§ **Assignment**
Print back every record below, exactly as it stands.

§ **Given data**
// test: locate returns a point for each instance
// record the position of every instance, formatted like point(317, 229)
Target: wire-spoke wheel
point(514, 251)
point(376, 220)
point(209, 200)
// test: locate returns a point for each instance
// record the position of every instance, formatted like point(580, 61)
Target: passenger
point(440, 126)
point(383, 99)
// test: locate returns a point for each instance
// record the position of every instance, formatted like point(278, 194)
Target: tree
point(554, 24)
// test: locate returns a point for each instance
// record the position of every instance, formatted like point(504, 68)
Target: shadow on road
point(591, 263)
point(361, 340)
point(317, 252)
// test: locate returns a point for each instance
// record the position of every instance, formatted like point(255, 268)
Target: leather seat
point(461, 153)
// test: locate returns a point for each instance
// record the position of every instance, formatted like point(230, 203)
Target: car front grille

§ **Result for this exercise**
// test: locate returns a point for each instance
// record the position of every instance, formatted like point(317, 229)
Target: wire-spoke wheel
point(514, 251)
point(376, 220)
point(209, 200)
// test: locate returns a point for each instance
// record the position of every instance, formatted like point(580, 61)
Target: passenger
point(440, 126)
point(383, 99)
// test: locate returns a point for each instance
// record the position of every instance, formatted like point(278, 194)
Target: tree
point(554, 24)
// test: locate returns a point for each instance
// record the position of every instance, formatted like point(504, 68)
Target: shadow on road
point(591, 263)
point(361, 340)
point(317, 252)
// test: locate returns a point for each instance
// record the position of every instance, formatted like point(255, 268)
Target: leather seat
point(461, 153)
// test: locate returns a point for each instance
// record the position of every instance, formatted like point(230, 203)
Target: car front grille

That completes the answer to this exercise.